* _PROBLEM DETAILS_: Rewrite every line of the records between the lines holding "Identify every instance of the girl" and "x=187 y=151", inclusive, and scale each x and y coordinate in the answers by 2.4, rounding to whole numbers with halves rounded up. Leave all other text on those lines unchanged.
[start RAW RECORDS]
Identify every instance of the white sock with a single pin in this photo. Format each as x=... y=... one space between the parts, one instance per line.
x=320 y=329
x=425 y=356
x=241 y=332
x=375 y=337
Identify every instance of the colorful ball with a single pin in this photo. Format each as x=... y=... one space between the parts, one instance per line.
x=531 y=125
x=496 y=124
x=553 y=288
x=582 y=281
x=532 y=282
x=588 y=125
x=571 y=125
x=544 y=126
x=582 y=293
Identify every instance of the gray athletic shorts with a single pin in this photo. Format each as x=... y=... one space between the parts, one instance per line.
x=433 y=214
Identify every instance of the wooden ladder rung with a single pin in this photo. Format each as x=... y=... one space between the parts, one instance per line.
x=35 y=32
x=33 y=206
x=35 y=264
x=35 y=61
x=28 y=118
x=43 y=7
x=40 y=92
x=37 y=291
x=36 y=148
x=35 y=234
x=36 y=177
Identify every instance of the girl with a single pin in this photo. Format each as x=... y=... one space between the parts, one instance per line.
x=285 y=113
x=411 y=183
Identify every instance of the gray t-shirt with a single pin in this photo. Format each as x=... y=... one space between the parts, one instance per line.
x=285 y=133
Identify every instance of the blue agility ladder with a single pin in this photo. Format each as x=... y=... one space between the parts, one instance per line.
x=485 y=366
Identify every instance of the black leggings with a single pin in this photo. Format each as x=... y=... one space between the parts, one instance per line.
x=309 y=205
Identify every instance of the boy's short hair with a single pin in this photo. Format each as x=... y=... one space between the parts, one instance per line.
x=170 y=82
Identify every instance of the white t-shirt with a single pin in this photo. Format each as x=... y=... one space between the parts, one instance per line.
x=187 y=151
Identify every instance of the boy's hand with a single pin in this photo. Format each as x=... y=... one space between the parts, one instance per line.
[end RAW RECORDS]
* _SOLUTION TO THE EXERCISE_:
Identify every instance of the girl with a single pin in this photo. Format each as x=... y=... one space between the parts, one instance per line.
x=684 y=271
x=986 y=439
Identify every instance of the gray t-shirt with a single pin in this photo. Format each as x=... y=... one space between the parts, one instance per line.
x=684 y=319
Identify every instance of the blue agility ladder with a single pin in this photo. Format each as x=... y=... one space between the parts, one instance per line.
x=1164 y=878
Identify every instance of the black leggings with a single pin in this photo. Format each as x=... y=... one space between the parts, one instance per line.
x=742 y=492
Identify every instance of the boy's short hair with a single pin in this photo. Format each as x=... y=... one space between the parts, one instance per line.
x=408 y=197
Identify every instance of the white t-shirt with a single pin in this photo. Format each as x=... y=... one space between the parts, one instance per line.
x=449 y=362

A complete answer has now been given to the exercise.